• _Aim_
Without altering anything, output the material below.

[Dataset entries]
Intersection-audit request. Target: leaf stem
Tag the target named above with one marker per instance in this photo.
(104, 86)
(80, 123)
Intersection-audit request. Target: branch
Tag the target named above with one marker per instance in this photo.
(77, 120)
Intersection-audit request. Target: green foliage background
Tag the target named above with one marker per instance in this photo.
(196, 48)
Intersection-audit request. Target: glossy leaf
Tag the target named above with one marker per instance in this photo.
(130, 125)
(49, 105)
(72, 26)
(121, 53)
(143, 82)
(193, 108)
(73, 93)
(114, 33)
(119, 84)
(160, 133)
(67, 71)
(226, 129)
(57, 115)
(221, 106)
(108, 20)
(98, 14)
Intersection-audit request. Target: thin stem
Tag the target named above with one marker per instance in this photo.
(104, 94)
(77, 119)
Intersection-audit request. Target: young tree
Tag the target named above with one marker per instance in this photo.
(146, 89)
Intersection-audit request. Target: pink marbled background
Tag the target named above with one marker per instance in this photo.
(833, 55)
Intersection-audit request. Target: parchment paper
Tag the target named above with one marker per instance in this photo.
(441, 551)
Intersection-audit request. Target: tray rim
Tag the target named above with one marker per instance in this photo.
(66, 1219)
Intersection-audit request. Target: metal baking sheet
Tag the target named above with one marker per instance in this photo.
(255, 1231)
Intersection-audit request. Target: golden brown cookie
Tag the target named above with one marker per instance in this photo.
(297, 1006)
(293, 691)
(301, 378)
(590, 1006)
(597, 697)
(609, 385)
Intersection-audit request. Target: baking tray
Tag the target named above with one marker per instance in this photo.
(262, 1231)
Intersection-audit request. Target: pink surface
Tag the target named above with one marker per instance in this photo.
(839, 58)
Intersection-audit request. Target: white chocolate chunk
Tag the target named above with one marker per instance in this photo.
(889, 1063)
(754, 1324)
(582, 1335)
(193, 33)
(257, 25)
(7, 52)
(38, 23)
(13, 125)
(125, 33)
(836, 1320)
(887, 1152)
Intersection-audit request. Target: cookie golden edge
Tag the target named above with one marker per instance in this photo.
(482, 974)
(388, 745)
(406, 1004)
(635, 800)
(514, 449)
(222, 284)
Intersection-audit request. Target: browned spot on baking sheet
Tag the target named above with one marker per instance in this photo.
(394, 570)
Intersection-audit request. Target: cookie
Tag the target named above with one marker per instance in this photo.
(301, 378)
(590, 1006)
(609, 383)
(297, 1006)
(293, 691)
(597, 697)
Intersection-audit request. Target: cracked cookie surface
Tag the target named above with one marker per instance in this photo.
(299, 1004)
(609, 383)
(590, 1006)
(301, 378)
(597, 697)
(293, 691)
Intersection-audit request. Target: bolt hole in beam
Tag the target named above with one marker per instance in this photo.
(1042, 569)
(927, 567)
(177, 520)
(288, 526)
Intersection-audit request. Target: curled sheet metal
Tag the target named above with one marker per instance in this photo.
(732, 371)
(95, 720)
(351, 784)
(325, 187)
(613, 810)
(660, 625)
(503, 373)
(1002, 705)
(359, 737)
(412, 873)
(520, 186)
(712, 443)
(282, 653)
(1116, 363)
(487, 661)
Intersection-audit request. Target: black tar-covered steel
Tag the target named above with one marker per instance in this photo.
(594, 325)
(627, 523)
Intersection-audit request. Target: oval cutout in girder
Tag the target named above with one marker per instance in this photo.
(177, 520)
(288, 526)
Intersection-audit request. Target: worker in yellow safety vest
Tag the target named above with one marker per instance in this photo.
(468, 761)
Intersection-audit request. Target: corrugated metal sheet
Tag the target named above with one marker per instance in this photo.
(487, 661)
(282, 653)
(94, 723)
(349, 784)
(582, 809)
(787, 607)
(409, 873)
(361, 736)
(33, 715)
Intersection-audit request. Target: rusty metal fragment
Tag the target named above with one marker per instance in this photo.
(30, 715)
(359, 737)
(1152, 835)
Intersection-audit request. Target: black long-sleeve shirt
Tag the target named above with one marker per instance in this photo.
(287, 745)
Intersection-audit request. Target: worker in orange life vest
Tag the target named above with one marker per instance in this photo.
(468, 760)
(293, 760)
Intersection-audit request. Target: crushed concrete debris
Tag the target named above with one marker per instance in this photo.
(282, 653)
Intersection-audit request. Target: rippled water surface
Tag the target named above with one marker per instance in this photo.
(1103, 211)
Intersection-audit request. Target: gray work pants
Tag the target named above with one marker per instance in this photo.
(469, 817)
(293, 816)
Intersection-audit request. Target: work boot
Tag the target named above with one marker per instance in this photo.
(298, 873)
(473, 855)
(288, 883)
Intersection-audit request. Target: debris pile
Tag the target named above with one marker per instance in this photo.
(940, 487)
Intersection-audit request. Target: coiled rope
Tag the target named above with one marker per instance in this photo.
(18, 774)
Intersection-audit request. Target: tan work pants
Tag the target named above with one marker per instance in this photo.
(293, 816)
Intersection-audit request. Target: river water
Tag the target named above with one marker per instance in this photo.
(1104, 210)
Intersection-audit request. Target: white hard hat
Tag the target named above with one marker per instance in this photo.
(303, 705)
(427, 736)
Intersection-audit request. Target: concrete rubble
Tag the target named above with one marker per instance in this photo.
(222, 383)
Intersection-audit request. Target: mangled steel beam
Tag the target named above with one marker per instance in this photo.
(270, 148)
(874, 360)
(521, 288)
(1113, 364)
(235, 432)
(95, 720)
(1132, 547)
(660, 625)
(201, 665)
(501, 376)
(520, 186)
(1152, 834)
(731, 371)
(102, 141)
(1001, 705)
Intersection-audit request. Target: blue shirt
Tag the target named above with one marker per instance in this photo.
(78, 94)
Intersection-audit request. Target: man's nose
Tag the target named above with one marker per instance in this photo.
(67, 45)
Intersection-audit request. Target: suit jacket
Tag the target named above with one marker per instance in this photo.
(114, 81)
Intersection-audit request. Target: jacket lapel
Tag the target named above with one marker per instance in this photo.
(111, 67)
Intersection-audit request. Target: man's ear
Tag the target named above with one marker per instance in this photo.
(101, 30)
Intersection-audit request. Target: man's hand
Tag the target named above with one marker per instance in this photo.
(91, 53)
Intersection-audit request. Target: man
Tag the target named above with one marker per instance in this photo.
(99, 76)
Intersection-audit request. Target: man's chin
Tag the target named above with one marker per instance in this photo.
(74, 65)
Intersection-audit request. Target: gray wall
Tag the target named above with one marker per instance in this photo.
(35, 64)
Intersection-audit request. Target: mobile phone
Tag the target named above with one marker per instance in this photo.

• _Reply to the exercise_
Intersection-audit request. Target: leaf stem
Tag the target named above with one marker per instance in this photo.
(104, 86)
(80, 123)
Intersection-audit request. Target: branch
Tag the target named above with one marker per instance in this photo.
(77, 120)
Intersection-audit request. Target: green foliage background
Tag the target named above with one marker per instance in this photo.
(196, 48)
Intersection-audit request. Target: glossy leaf
Tag the target named above with one marker per instance in this photo.
(130, 125)
(49, 105)
(72, 26)
(121, 53)
(143, 82)
(193, 108)
(73, 93)
(114, 33)
(119, 84)
(160, 133)
(67, 71)
(226, 129)
(57, 115)
(221, 106)
(108, 20)
(98, 14)
Intersection-audit request. Target: thin stem
Tag the target named above with one marker per instance in this photo.
(104, 94)
(77, 119)
Intersection-audit request. Target: young tree
Tag the target named above with one marker per instance in this photo.
(146, 89)
Intersection-audit request. Target: pink marbled background
Tag the target named above with one marker per instance in this photo.
(833, 55)
Intersection-audit request. Target: parchment paper
Tag the target named above with one marker per instance in this photo.
(441, 551)
Intersection-audit request. Target: tray rim
Tag the target named above with one marker per instance in this photo.
(66, 1219)
Intersection-audit request. Target: metal baking sheet
Tag the target named above with one marker per instance in this photo.
(255, 1231)
Intersection-audit request. Target: golden brown cookie
Tag the target named above with one marker per instance in this photo.
(297, 1006)
(293, 691)
(301, 378)
(590, 1006)
(597, 697)
(609, 385)
Intersection-audit request. Target: baking tray
Tag the target named above with one marker per instance in this photo.
(262, 1231)
Intersection-audit request. Target: pink surface
Tag the target named above with one marker per instance in this photo.
(839, 58)
Intersection-audit request. Target: white chocolate chunk
Tag the target named above with one marker per instance in this photo.
(889, 1063)
(754, 1324)
(582, 1335)
(193, 33)
(257, 25)
(7, 52)
(38, 23)
(13, 125)
(125, 33)
(836, 1320)
(887, 1152)
Intersection-audit request. Target: cookie golden edge
Tag the target named above with one marker per instance in this photo.
(482, 974)
(388, 745)
(406, 1004)
(635, 800)
(514, 449)
(222, 284)
Intersection-audit request. Target: browned spot on baking sheet
Tag the target named above with one marker per instance in this photo.
(394, 570)
Intersection-audit request. Target: cookie
Tag the target named above with one marker per instance in this photo.
(301, 378)
(590, 1006)
(609, 383)
(297, 1006)
(293, 691)
(597, 697)
Intersection-audit request. Target: cracked cookie surface
Tag the target named above with one marker per instance in this photo.
(299, 1004)
(609, 383)
(590, 1006)
(301, 378)
(597, 697)
(293, 691)
Intersection-audit request. Target: bolt hole in beam
Tag the target named above with one marker per instance in this photo.
(1042, 569)
(927, 567)
(177, 520)
(288, 526)
Intersection-audit request. Target: curled sheet metal
Tag the target named above with one marker per instance in this photo.
(732, 371)
(95, 720)
(351, 784)
(325, 187)
(613, 810)
(660, 625)
(503, 373)
(1002, 705)
(359, 737)
(412, 873)
(520, 186)
(712, 443)
(282, 653)
(1116, 363)
(487, 661)
Intersection-audit request. Target: black tar-covered steel
Tag the target named above with one marker per instance in this photo.
(594, 325)
(627, 523)
Intersection-audit request. Target: oval cutout in girder
Tag the target named above with one marker per instance in this photo.
(177, 520)
(288, 526)
Intersection-audit request. Target: worker in yellow safety vest
Tag the target named above with one marker per instance in this photo.
(468, 761)
Intersection-audit request. Target: corrugated metal sheet
Tag the target named above with one marker per instance in this photo.
(487, 661)
(282, 653)
(94, 723)
(349, 784)
(582, 809)
(787, 607)
(409, 873)
(361, 736)
(33, 715)
Intersection-audit request. Target: rusty metal fragment
Tag the target named above with one marker per instance in this photo.
(30, 715)
(359, 737)
(1152, 835)
Intersection-audit request. Target: black long-sleeve shirt
Tag the target named above with one marker per instance in this photo.
(287, 745)
Intersection-audit request. Target: worker in orange life vest
Tag the target named above with one marker per instance in this photo.
(468, 760)
(293, 760)
Intersection-audit request. Target: crushed concrete debris
Tag the target named above with one marker per instance in this photo.
(282, 653)
Intersection-audit request. Target: rippled water surface
Tag the target named above with one marker per instance in this photo.
(1103, 211)
Intersection-audit request. Target: gray work pants
Tag the target named above with one marker per instance in this photo.
(469, 817)
(293, 816)
Intersection-audit request. Target: work boot
Tag the target named above with one marker per instance in this photo.
(298, 873)
(473, 855)
(288, 883)
Intersection-audit request. Target: debris pile
Tag the target named above with one marker per instance in this photo.
(940, 487)
Intersection-audit request. Target: coiled rope
Tag the target named above with one marker per instance in this photo.
(18, 774)
Intersection-audit request. Target: tan work pants
Tag the target named above with one marker per instance in this photo.
(293, 816)
Intersection-audit request. Target: river water
Tag the target named above with one marker per instance in this photo.
(1104, 210)
Intersection-audit request. Target: white hard hat
Tag the target named above with one marker per instance in this photo.
(303, 705)
(427, 736)
Intersection-audit request. Target: concrete rubble
Tag the target named above with one marker per instance in this photo.
(222, 383)
Intersection-audit request. Target: mangled steel beam
Tag the target named above with one marker per instance in this photo.
(270, 148)
(874, 360)
(521, 288)
(1113, 364)
(235, 432)
(95, 720)
(1132, 547)
(660, 625)
(201, 665)
(501, 376)
(520, 186)
(1152, 834)
(731, 371)
(102, 141)
(1001, 705)
Intersection-audit request. Target: blue shirt
Tag the target named above with one marker per instance in this photo.
(78, 94)
Intersection-audit request. Target: man's nose
Tag the target named above with one marker per instance in this photo.
(67, 45)
Intersection-audit request. Target: suit jacket
Tag the target named above with one marker per instance in this photo.
(114, 81)
Intersection-audit request. Target: jacket lapel
Tag the target named above with one marker per instance in this photo.
(111, 67)
Intersection-audit request. Target: man's ear
Tag the target named above with one marker per instance in this photo.
(101, 30)
Intersection-audit request. Target: man's hand
Tag the target named above with one marker per instance in this photo.
(91, 53)
Intersection-audit request. Target: man
Tag the target named above with one marker per instance in this photo.
(99, 76)
Intersection-audit request. Target: man's chin
Tag the target named above with one marker per instance in this photo.
(74, 65)
Intersection-audit request. Target: gray wall
Tag the target named above with one marker per instance in this photo.
(35, 64)
Intersection-audit request. Target: mobile phone
Tag the target named above with one marker per instance in this photo.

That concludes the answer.